Problem description
Copy out every one of the rows below word for word, leaving each line unchanged.

Supplied data

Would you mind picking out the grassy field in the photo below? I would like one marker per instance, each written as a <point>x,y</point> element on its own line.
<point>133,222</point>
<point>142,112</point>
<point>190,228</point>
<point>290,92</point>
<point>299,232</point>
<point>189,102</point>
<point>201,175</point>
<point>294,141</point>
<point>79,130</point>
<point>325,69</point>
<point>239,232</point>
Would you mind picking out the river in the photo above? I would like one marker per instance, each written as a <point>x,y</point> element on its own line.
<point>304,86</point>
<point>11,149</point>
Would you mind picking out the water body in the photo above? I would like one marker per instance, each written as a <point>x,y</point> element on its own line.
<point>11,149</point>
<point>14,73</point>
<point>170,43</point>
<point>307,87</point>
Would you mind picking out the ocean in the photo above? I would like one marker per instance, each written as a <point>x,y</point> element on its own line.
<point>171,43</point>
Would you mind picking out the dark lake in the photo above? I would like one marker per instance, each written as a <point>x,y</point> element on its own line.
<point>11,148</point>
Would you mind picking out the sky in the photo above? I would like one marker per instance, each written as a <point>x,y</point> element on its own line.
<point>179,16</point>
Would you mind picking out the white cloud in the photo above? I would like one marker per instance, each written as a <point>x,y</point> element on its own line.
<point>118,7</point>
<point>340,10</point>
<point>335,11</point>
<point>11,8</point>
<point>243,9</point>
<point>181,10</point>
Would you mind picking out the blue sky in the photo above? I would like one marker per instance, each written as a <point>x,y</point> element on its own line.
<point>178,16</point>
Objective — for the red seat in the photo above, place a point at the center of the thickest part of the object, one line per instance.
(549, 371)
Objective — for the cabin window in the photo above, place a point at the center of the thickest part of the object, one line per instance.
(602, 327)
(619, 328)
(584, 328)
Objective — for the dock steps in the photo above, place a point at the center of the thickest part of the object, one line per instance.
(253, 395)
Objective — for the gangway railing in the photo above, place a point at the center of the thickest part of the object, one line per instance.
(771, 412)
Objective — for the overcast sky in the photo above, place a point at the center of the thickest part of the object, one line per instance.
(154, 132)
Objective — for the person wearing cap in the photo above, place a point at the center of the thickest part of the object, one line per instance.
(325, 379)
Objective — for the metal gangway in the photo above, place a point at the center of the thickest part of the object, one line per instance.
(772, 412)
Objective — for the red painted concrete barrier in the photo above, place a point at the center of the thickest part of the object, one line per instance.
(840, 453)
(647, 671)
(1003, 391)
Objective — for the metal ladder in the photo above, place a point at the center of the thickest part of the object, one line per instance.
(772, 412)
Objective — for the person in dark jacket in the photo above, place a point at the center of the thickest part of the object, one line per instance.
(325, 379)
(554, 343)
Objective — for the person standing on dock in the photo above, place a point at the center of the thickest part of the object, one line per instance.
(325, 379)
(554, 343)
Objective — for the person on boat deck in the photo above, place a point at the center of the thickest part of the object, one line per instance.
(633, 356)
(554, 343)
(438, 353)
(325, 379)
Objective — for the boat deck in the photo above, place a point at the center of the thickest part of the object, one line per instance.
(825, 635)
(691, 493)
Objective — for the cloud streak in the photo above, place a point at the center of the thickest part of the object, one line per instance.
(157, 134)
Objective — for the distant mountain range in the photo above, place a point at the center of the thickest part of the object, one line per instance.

Written response
Would you mind picking out the grassy field in the photo below? I would like one marker per instance, each written as a <point>x,y</point> element on its own line.
<point>133,222</point>
<point>142,112</point>
<point>190,228</point>
<point>290,92</point>
<point>299,232</point>
<point>189,102</point>
<point>201,175</point>
<point>294,141</point>
<point>79,130</point>
<point>325,69</point>
<point>239,232</point>
Would you mind picking out the river in the photo above? I would like one marker per instance, each written as a <point>x,y</point> element on its own line.
<point>304,86</point>
<point>11,149</point>
Would you mind picking out the water body in the photo above? I would like one marker per instance, each written as a <point>x,y</point> element on its own line.
<point>11,149</point>
<point>14,73</point>
<point>170,43</point>
<point>307,87</point>
Would you mind picking out the ocean in the photo above? I would like one marker per instance, each written as a <point>x,y</point> element on its own line.
<point>171,43</point>
Would you mind picking out the dark lake in the photo above? I would like one marker per instance, each written as a <point>x,y</point> element on its own line.
<point>11,148</point>
Would you mind picking out the sky in the photo above? I would like one marker per instance, each written as a <point>x,y</point> element on its own line.
<point>179,16</point>
Would you mind picking out the white cloud in the photo above? I would like one marker per instance, each written as a <point>x,y</point> element on its own line.
<point>118,7</point>
<point>340,10</point>
<point>335,11</point>
<point>11,8</point>
<point>243,9</point>
<point>181,10</point>
Would you mind picking out the blue sky in the photo above? I would like one marker per instance, each written as a <point>x,y</point> element on its own line.
<point>178,16</point>
Objective — for the red seat in the photo above, place a point at the center of the thickest part of the object, one line per instance.
(549, 371)
Objective — for the cabin window in the photo above, place a point at the center of the thickest part of the object, one line per instance.
(602, 327)
(619, 328)
(584, 328)
Objective — for the dock steps in the photo above, place a point at the center of the thickest part of the object, one line per instance.
(253, 395)
Objective — for the gangway railing in the photo above, place a point at the center of the thickest part of the object, one line per instance.
(771, 412)
Objective — for the overcast sky in the photo above, place a point at the center of the thickest part of the object, one line per instance.
(154, 132)
Objective — for the person wearing cap in the photo above, place a point at the center of the thickest part of the object, one line per instance.
(325, 379)
Objective — for the metal gangway in the photo above, place a point at the center of the thickest part of the object, one line per instance.
(772, 412)
Objective — for the red painted concrete barrier in the photo above, place a point at the center of the thickest part of the object, one line per instance.
(840, 453)
(647, 671)
(1003, 391)
Objective — for the metal ladder in the photo above, place a point at the center of the thickest part of the object, one line per instance.
(772, 412)
Objective — for the person in dark jacket in the photo above, place a point at the center of the thickest part of the object, one line per instance.
(325, 379)
(554, 343)
Objective — for the person standing on dock in the photo above, place a point at the center of the thickest part of the object, one line per instance.
(325, 379)
(554, 343)
Objective — for the person on boat deck in the photo above, place a point at the center of the thickest part of the object, one line per instance.
(633, 356)
(554, 343)
(438, 353)
(325, 379)
Objective — for the boat deck in the photo above, place a point at the center of the thickest part of the object, one line per instance.
(825, 635)
(691, 493)
Objective — for the cloud streak in the photo above, place a point at the center of the thickest part of the object, one line per instance.
(157, 134)
Objective — for the distant mountain range in the photo above, place a point at the center of the thickest part of the object, one line per instance.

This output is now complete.